### TASK DETAILS
Rewrite the lines from the one holding "the stone stairway" through the end of the records, inclusive, swapping "wooden" for "timber" and leaving everything else unchanged.

* begin DATASET EXTRACT *

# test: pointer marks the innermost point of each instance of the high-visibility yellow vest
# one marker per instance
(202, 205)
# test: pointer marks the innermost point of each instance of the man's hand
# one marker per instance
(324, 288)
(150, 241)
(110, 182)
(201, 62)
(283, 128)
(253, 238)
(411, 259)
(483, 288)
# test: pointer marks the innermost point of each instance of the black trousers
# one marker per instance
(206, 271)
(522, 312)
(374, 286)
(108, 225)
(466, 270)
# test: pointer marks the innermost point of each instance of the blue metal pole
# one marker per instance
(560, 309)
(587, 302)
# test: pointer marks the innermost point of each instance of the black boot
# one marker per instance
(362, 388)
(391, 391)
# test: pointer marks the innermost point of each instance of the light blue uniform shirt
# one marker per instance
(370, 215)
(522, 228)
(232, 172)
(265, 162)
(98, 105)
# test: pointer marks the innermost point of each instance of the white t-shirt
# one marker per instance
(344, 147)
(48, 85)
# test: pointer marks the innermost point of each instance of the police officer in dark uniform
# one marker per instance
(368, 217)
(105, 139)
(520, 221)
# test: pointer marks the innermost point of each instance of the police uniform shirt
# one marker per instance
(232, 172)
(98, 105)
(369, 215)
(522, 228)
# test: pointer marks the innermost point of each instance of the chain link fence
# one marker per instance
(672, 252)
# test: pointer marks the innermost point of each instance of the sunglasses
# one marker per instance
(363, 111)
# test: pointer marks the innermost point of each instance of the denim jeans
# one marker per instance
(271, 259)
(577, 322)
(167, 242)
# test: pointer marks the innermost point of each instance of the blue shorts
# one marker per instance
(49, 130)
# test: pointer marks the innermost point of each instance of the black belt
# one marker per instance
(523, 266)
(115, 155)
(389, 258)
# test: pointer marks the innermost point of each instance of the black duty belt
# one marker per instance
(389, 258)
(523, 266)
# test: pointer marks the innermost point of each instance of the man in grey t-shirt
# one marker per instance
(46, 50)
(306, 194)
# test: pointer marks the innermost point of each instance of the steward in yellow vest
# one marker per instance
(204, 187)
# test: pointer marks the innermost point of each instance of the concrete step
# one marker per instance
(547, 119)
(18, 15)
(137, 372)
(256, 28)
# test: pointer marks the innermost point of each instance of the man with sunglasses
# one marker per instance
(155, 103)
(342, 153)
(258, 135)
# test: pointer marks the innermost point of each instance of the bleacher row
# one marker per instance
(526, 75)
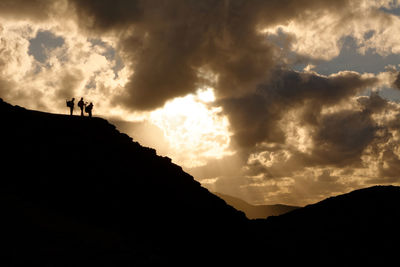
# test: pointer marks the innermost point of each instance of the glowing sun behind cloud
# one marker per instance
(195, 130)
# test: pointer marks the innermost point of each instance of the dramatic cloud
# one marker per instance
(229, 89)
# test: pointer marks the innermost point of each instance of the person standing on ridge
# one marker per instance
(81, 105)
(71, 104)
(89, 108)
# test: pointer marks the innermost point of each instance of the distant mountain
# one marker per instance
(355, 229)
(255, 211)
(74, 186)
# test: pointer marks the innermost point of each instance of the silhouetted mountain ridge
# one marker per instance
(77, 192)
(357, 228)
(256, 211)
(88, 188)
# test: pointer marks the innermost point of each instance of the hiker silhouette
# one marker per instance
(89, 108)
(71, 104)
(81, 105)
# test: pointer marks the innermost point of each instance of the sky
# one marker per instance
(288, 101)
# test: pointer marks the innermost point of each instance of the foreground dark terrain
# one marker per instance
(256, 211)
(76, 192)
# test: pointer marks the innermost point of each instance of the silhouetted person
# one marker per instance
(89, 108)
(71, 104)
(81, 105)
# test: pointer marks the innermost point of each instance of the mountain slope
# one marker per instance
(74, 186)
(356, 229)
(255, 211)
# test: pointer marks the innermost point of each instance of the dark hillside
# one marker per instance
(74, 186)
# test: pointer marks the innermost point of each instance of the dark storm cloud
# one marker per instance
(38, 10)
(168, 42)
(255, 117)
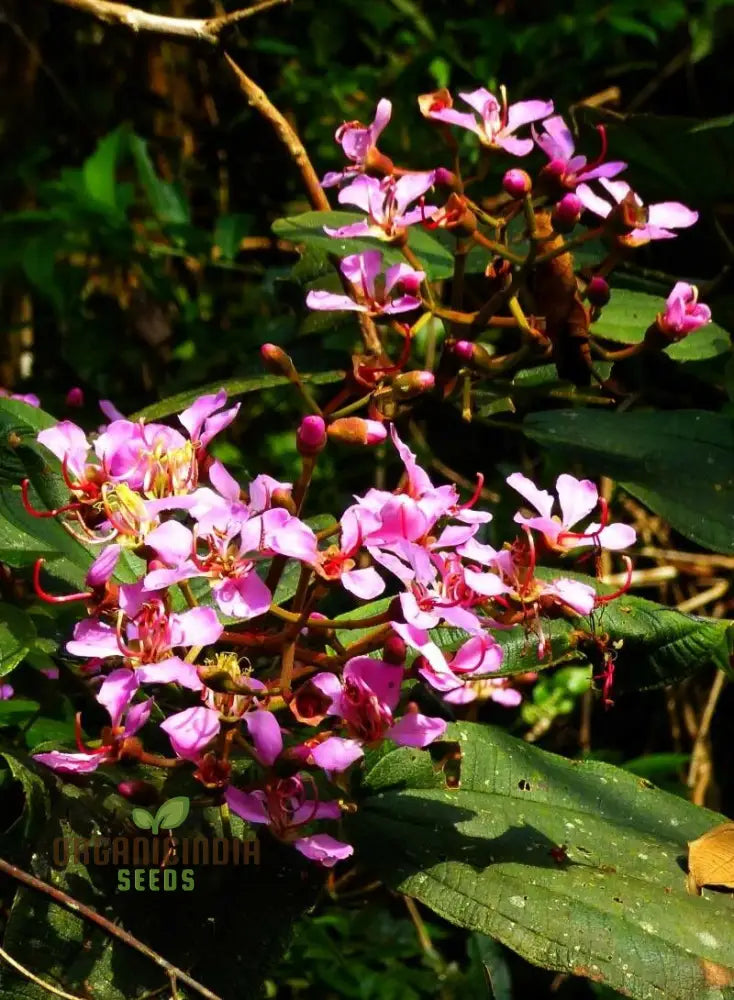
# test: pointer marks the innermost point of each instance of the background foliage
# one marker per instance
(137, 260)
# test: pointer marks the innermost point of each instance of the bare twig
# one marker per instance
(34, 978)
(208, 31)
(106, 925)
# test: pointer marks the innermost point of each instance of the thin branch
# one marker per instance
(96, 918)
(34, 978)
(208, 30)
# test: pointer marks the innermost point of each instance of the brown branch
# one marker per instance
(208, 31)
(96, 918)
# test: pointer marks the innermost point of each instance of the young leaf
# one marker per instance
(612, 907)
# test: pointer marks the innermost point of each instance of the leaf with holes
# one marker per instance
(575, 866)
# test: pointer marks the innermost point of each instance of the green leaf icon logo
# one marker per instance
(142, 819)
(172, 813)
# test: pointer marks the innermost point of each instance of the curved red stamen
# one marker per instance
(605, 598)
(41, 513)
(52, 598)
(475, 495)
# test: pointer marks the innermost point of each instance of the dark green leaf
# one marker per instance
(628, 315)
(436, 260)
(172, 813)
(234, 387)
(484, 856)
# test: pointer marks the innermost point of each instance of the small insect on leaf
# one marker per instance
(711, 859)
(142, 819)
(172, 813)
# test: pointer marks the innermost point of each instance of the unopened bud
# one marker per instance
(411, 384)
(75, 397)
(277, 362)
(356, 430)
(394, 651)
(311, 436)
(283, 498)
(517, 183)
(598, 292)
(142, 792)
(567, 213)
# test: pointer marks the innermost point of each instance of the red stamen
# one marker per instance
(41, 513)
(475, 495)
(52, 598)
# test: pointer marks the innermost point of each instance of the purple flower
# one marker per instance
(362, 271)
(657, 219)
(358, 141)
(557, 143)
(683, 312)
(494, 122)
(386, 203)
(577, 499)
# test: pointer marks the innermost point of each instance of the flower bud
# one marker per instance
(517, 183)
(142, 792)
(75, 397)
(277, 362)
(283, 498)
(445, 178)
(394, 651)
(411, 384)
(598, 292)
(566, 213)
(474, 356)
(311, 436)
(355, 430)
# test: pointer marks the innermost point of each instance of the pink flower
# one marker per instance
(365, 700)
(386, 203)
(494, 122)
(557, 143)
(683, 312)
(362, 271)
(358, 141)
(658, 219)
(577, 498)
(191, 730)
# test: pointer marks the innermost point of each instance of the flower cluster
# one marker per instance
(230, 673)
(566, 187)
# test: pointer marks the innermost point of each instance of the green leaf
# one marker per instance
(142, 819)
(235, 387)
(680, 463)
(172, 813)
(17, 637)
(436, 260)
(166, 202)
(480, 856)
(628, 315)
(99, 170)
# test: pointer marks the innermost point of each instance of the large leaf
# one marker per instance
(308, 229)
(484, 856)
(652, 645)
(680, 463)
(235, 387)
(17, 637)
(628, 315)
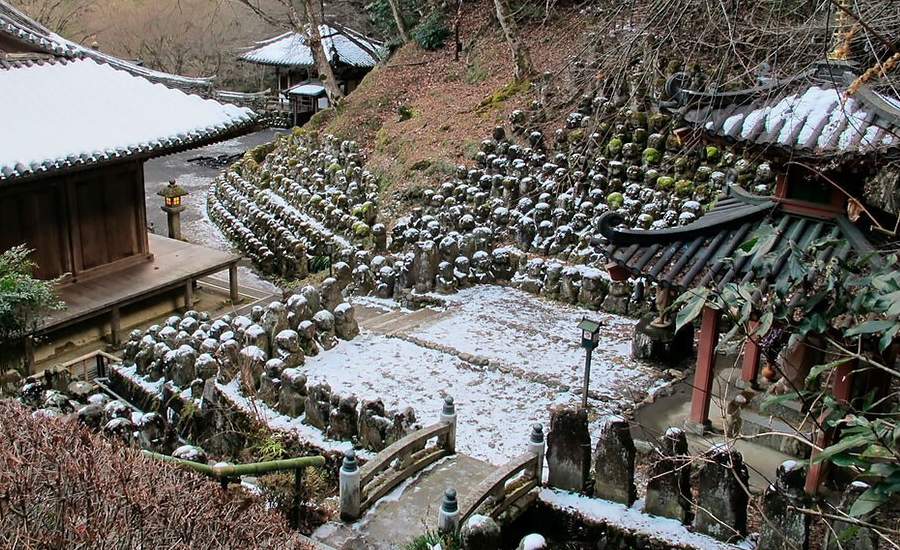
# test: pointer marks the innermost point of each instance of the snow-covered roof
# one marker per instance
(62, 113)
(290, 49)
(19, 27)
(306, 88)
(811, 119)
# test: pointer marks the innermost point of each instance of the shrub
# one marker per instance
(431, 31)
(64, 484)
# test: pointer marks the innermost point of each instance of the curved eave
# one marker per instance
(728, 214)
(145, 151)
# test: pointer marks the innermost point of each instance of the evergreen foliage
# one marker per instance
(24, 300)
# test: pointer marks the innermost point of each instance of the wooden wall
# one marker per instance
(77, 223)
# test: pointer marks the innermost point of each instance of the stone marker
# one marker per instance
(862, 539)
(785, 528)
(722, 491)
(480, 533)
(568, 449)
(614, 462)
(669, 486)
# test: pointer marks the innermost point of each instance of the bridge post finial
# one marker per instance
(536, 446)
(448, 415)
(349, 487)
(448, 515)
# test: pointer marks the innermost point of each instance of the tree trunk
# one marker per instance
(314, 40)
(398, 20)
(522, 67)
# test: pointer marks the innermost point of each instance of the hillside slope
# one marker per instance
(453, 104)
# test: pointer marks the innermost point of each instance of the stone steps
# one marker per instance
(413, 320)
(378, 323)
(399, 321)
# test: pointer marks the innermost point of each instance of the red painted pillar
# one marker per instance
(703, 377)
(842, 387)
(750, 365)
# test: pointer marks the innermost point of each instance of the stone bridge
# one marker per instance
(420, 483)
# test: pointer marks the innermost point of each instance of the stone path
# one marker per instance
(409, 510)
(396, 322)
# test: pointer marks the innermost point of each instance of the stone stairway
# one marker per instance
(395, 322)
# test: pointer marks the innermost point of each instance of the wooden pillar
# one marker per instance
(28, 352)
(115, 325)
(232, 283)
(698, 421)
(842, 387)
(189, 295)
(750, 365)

* end DATASET EXTRACT *

### TASK RESPONSE
# test: pointer marks the innermost point of each instance of the stone stairway
# one marker per instance
(395, 322)
# test: pointer marks the innermost point of each instance of the timber pillar
# one marker per instance
(28, 352)
(115, 325)
(232, 283)
(698, 421)
(842, 387)
(189, 295)
(750, 365)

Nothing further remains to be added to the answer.